-------- EXCERPTED DATA --------

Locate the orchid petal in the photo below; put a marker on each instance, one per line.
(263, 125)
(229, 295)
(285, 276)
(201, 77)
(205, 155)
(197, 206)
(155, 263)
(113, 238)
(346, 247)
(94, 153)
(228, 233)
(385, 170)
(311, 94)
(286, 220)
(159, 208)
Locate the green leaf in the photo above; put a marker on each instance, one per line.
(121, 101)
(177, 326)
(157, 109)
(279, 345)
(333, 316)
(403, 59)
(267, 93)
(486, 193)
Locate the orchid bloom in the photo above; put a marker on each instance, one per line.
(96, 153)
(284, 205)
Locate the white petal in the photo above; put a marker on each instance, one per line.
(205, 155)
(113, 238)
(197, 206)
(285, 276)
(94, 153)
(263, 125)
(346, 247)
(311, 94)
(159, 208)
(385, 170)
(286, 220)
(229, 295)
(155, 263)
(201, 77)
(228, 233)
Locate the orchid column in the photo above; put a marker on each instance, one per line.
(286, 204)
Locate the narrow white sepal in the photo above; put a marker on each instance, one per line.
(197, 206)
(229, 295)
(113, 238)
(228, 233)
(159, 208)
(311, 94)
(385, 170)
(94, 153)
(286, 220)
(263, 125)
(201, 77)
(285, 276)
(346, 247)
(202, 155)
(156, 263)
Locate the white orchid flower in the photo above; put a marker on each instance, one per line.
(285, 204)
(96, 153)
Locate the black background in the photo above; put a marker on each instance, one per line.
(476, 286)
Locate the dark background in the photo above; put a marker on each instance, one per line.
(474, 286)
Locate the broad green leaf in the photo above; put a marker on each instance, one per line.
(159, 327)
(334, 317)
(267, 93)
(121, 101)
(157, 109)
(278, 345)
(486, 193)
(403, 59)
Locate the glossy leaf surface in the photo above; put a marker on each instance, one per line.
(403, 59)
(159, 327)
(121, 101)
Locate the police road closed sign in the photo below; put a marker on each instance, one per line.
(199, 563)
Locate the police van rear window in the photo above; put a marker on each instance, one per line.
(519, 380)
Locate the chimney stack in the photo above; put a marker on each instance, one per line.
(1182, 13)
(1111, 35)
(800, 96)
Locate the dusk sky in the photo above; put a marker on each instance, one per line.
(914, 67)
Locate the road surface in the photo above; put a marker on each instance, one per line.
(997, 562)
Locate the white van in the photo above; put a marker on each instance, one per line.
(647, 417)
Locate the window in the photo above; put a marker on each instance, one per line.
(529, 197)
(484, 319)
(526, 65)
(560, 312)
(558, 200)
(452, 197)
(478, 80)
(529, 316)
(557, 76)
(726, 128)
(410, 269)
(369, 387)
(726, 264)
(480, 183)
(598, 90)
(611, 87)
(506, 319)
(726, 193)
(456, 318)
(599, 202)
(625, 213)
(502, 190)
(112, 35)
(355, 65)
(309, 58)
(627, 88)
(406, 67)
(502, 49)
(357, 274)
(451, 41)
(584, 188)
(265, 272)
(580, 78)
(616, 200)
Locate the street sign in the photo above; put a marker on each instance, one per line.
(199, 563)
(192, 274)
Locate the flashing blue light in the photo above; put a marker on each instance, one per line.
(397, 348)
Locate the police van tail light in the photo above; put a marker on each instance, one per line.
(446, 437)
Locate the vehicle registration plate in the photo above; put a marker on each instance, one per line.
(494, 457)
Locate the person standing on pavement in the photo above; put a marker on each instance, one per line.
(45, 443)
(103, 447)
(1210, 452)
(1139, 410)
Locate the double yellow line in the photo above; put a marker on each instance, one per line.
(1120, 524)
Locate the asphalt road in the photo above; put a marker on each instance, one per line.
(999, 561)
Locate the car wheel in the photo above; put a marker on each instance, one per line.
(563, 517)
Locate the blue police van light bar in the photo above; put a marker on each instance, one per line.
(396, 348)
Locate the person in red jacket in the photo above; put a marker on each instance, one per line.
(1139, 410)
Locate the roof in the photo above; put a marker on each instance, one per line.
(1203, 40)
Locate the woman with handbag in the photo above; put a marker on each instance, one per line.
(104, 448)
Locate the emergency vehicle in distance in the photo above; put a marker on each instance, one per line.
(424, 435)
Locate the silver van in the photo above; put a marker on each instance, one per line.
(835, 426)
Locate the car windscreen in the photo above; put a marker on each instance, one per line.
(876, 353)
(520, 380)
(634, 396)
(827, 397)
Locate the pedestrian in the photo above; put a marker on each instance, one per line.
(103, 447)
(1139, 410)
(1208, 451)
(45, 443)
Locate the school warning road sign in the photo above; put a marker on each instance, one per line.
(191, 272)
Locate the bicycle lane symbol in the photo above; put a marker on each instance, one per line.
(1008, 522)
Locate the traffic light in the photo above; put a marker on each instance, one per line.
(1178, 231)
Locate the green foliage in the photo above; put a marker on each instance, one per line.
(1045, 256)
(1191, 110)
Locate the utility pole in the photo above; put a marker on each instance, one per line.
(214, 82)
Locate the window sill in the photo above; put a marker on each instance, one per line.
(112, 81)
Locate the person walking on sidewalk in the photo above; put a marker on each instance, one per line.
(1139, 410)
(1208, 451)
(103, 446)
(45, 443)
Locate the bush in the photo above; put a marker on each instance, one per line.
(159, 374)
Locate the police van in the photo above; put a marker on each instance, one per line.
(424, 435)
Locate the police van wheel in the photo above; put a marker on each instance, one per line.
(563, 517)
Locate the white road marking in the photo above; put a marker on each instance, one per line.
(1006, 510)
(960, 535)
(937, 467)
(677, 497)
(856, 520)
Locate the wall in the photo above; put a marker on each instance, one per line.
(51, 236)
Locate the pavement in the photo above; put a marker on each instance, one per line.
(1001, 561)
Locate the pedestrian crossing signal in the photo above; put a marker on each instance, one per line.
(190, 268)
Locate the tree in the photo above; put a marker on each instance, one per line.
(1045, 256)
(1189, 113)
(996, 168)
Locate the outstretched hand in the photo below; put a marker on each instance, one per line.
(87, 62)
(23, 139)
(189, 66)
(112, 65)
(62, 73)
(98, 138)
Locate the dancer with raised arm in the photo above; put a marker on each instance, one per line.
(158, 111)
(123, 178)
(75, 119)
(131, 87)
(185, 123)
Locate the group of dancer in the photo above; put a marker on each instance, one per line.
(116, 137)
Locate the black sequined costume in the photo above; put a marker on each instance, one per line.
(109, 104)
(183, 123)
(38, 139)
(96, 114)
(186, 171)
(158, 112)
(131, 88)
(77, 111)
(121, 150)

--------

PROBLEM TO WORK ON — Exactly reproduce every line of the records.

PROBLEM SOLUTION —
Locate the orchid petal in the photo below; put a marker on each instance, one per line.
(263, 125)
(229, 295)
(285, 276)
(201, 77)
(205, 155)
(197, 206)
(155, 263)
(113, 238)
(346, 247)
(94, 153)
(228, 233)
(385, 170)
(311, 94)
(286, 220)
(159, 208)
Locate the green leaf in the photo above; put a marker on each instance, one per line.
(121, 101)
(177, 326)
(157, 109)
(279, 345)
(333, 316)
(403, 59)
(267, 93)
(486, 193)
Locate the orchid bloom in the photo above; put a marker on each instance, one per line.
(96, 153)
(284, 205)
Locate the white petal in the photo above; put a marker on each instance, one per line.
(205, 155)
(113, 238)
(197, 206)
(285, 276)
(94, 153)
(263, 125)
(346, 247)
(311, 94)
(159, 208)
(385, 170)
(286, 220)
(229, 295)
(155, 263)
(201, 77)
(228, 233)
Locate the orchid column in the photo above; put a marker on each instance, one per line.
(286, 204)
Locate the narrow white sepal in the photo above; put a marker on each instance, one per line.
(197, 206)
(229, 295)
(113, 238)
(228, 233)
(159, 208)
(311, 94)
(385, 170)
(94, 153)
(286, 220)
(263, 125)
(201, 77)
(285, 276)
(346, 247)
(202, 155)
(156, 263)
Locate the white orchid flower in the photo above; put a marker on each instance, one per line.
(285, 204)
(96, 153)
Locate the black background in the photo above; put a marker on each instance, one per line.
(476, 286)
Locate the dark background in the photo above; put a marker on each instance, one per line.
(474, 286)
Locate the broad green leaf in the photo above; put a marker on each instance, one per line.
(159, 327)
(334, 317)
(267, 93)
(121, 101)
(157, 109)
(278, 345)
(486, 193)
(403, 59)
Locate the glossy leaf surface in the photo above; put a marker on each instance, one per line.
(403, 59)
(159, 327)
(121, 101)
Locate the police road closed sign in the photo below; put a marker on each instance, one per line.
(199, 563)
Locate the police van rear window in the photo above; put a marker on each instance, one per line.
(519, 380)
Locate the chimney stack in the photo above; put a marker on each instance, one per line.
(1182, 13)
(1111, 35)
(800, 96)
Locate the dusk sky in the photo above; put a marker on each instance, one per line.
(914, 67)
Locate the road surface in the photo above; put a marker on each instance, one per line.
(997, 562)
Locate the white van in the photo above; put a marker on each instance, one per line.
(647, 417)
Locate the window in the photo above; put a marker on each instance, one per line.
(529, 197)
(484, 319)
(526, 65)
(560, 312)
(558, 200)
(452, 197)
(478, 80)
(529, 316)
(557, 76)
(726, 128)
(410, 269)
(369, 387)
(726, 264)
(480, 183)
(598, 90)
(611, 87)
(506, 319)
(726, 193)
(456, 318)
(599, 202)
(625, 213)
(502, 190)
(112, 35)
(355, 65)
(309, 58)
(627, 88)
(406, 67)
(502, 49)
(357, 274)
(451, 41)
(584, 188)
(265, 272)
(580, 78)
(616, 200)
Locate the street sign in the photo above; put a marker on each instance, one per line.
(199, 563)
(192, 274)
Locate the flashing blue light in the photo above; put a marker on each instance, one per line.
(397, 348)
Locate the police van tail light in the photo above; put a marker on each instance, one per line.
(446, 437)
Locate the vehicle registration plate in the photo above; put a marker on each instance, one per line.
(494, 457)
Locate the person standing on pavement in the photo above; put a marker on each instance, one per line.
(45, 443)
(103, 447)
(1210, 452)
(1139, 410)
Locate the double yellow line in the photo above; put a marker on each instance, one per line.
(1120, 524)
Locate the asphalt road in the photo above; put a marker on each instance, one per line.
(999, 561)
Locate the car wheel in the photo above; put a marker on each instance, one per line.
(563, 517)
Locate the blue police van light bar in the photo above; put a marker on each instance, one per line.
(396, 348)
Locate the person in red jacket in the photo above; put a marker on each instance, one per line.
(1139, 410)
Locate the roof in the photo above; put a marker on each instance, one per line.
(1203, 40)
Locate the woman with handbag in the photo above; put a marker on each instance, one per line.
(104, 448)
Locate the emergency vehicle in distance in the photo above; put a marker on each instance, one per line.
(424, 435)
Locate the silver van in the photo above; put a marker on each instance, one per line.
(835, 426)
Locate the car windscreen in the photo above; put a marker on each instance, one per line.
(876, 353)
(520, 380)
(634, 396)
(827, 397)
Locate the pedestrian in the photo above; put a marker on each instance, one per line.
(103, 447)
(1139, 410)
(1208, 451)
(45, 443)
Locate the school warning road sign in the photo above; put a marker on each instance, one per line.
(191, 272)
Locate the bicycle lane symbol in the photo above; put a marker on each instance, one per line.
(1008, 522)
Locate the traffic light in the photo above; put a marker on each instance, one per line.
(1178, 231)
Locate the green foliage in the photo above; put a marker on each instance, one per line.
(1045, 256)
(1191, 110)
Locate the utility pole in the photo above; put a marker on each instance, one per line.
(214, 82)
Locate the window sill in the photo above; put a marker on each instance, one per line.
(112, 81)
Locate the person walking on sidewalk in the photo above; put a marker on each instance, one per line.
(1139, 410)
(1208, 451)
(103, 446)
(45, 443)
Locate the bush in the photo above; put a marker on each instance, one per line.
(159, 374)
Locate the police van in the photo above; put a marker on each instance, one per line.
(424, 435)
Locate the police van wheel in the photo above; put a marker on each instance, one per line.
(563, 517)
Locate the white road marking in the photo above; put a marker on each instance, one per line.
(1006, 510)
(960, 535)
(937, 467)
(677, 497)
(856, 520)
Locate the wall in the photo above; put a marker on each instance, one per line.
(51, 236)
Locate the pavement in the photo above; put a marker on each instance, one per line.
(1001, 561)
Locate the pedestrian crossing signal in the photo above; put a marker on each instance, one per line.
(190, 268)
Locate the tree in the photo above; put a marker on each instance, one per line.
(1045, 256)
(1189, 113)
(996, 168)
Locate the outstretched hand in the photo below; put a marker on each instance, one per line.
(87, 62)
(23, 139)
(189, 66)
(112, 65)
(62, 73)
(98, 138)
Locate the dancer with raised arm in the photo above; put a marker on each instance, one per line.
(158, 111)
(123, 178)
(75, 119)
(131, 87)
(185, 123)
Locate the group of dancer in the photo above; put a marker on each instance, one per line.
(116, 137)
Locate the black sequined costume in the photo above; put a marker on each instance, one per line.
(109, 104)
(183, 123)
(38, 139)
(96, 114)
(186, 171)
(158, 112)
(131, 88)
(77, 111)
(121, 150)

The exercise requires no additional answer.